Dataset entries
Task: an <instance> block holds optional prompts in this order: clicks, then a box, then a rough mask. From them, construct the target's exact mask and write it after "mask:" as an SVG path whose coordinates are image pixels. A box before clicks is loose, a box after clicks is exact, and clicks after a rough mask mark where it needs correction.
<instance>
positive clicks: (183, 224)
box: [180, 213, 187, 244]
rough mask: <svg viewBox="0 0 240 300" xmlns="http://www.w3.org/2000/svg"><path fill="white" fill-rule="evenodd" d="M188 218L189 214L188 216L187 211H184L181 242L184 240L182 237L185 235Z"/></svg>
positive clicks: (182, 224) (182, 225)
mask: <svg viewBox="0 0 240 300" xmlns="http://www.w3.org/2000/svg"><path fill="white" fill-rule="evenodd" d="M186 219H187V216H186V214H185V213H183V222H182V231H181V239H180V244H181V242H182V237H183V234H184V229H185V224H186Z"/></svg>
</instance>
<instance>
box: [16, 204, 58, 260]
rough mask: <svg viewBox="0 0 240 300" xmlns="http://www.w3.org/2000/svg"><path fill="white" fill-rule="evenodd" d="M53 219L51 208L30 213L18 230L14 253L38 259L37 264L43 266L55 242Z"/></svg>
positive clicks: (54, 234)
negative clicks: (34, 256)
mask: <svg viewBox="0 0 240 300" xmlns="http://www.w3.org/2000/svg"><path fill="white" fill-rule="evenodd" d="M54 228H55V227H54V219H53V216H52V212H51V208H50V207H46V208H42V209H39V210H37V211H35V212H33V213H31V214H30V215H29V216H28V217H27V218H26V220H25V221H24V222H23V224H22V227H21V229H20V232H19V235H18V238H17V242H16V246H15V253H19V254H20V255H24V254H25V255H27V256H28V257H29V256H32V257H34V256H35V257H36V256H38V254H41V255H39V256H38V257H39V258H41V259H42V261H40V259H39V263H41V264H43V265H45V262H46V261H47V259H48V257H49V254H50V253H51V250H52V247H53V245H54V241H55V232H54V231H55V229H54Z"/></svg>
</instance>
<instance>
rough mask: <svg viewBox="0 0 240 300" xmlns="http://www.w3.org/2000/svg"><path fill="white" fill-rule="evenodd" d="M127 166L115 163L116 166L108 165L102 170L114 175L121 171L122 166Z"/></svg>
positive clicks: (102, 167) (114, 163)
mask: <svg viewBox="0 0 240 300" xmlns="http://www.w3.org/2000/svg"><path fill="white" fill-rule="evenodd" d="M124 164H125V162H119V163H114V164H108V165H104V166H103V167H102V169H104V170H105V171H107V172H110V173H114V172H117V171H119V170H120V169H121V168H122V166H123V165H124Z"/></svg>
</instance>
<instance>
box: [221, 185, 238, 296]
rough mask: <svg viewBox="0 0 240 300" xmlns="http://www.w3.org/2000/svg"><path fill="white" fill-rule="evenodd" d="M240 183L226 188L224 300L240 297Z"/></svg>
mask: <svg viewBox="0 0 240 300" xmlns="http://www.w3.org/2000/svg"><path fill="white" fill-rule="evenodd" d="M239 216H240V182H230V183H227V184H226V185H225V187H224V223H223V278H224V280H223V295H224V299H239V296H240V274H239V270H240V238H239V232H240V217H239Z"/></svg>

* **WHAT TO DO**
Duplicate all of the items above, reproducing every line character for character.

* **REPLY TO THE EXERCISE**
Task: an <instance> block holds optional prompts in this order: clicks, then a box, then a rough mask. From them, construct the target's exact mask and write it after "mask:" as an SVG path whose coordinates are image pixels. A box before clicks is loose, a box after clicks is exact, and clicks after a rough mask mark where it needs correction.
<instance>
positive clicks: (183, 224)
box: [180, 213, 187, 244]
rough mask: <svg viewBox="0 0 240 300" xmlns="http://www.w3.org/2000/svg"><path fill="white" fill-rule="evenodd" d="M188 218L189 214L188 216L187 211H184L181 242L184 240L182 237L185 235Z"/></svg>
positive clicks: (182, 224) (182, 225)
mask: <svg viewBox="0 0 240 300" xmlns="http://www.w3.org/2000/svg"><path fill="white" fill-rule="evenodd" d="M186 219H187V216H186V214H185V213H183V222H182V231H181V239H180V244H181V242H182V237H183V234H184V229H185V224H186Z"/></svg>
</instance>
<instance>
box: [16, 204, 58, 260]
rough mask: <svg viewBox="0 0 240 300" xmlns="http://www.w3.org/2000/svg"><path fill="white" fill-rule="evenodd" d="M53 219L51 208L30 213L18 230L14 253L38 259L37 264L43 266L55 242Z"/></svg>
positive clicks: (54, 234)
negative clicks: (34, 256)
mask: <svg viewBox="0 0 240 300" xmlns="http://www.w3.org/2000/svg"><path fill="white" fill-rule="evenodd" d="M54 228H55V227H54V219H53V216H52V212H51V208H50V207H46V208H42V209H39V210H37V211H35V212H33V213H31V214H30V215H29V216H28V217H27V218H26V220H25V221H24V222H23V224H22V227H21V229H20V232H19V235H18V238H17V242H16V246H15V253H19V254H20V255H24V254H25V255H27V256H28V257H29V256H32V257H34V256H35V257H36V256H38V254H41V255H39V256H38V257H39V258H41V259H42V261H40V259H39V263H41V264H43V265H45V262H46V261H47V259H48V257H49V254H50V253H51V250H52V247H53V245H54V241H55V232H54V231H55V229H54Z"/></svg>
</instance>
<instance>
rough mask: <svg viewBox="0 0 240 300" xmlns="http://www.w3.org/2000/svg"><path fill="white" fill-rule="evenodd" d="M127 166L115 163L116 166L108 165L102 170L114 175L121 171L122 166Z"/></svg>
positive clicks: (102, 167) (114, 163)
mask: <svg viewBox="0 0 240 300" xmlns="http://www.w3.org/2000/svg"><path fill="white" fill-rule="evenodd" d="M124 164H125V162H119V163H114V164H108V165H104V166H103V167H102V169H104V170H105V171H107V172H110V173H114V172H117V171H119V170H120V169H121V168H122V166H123V165H124Z"/></svg>
</instance>
<instance>
box: [221, 185, 238, 296]
rough mask: <svg viewBox="0 0 240 300" xmlns="http://www.w3.org/2000/svg"><path fill="white" fill-rule="evenodd" d="M240 183L226 188L224 300L240 297Z"/></svg>
mask: <svg viewBox="0 0 240 300" xmlns="http://www.w3.org/2000/svg"><path fill="white" fill-rule="evenodd" d="M239 216H240V182H230V183H227V184H226V185H225V187H224V223H223V278H224V280H223V295H224V299H239V296H240V274H239V270H240V238H239V232H240V217H239Z"/></svg>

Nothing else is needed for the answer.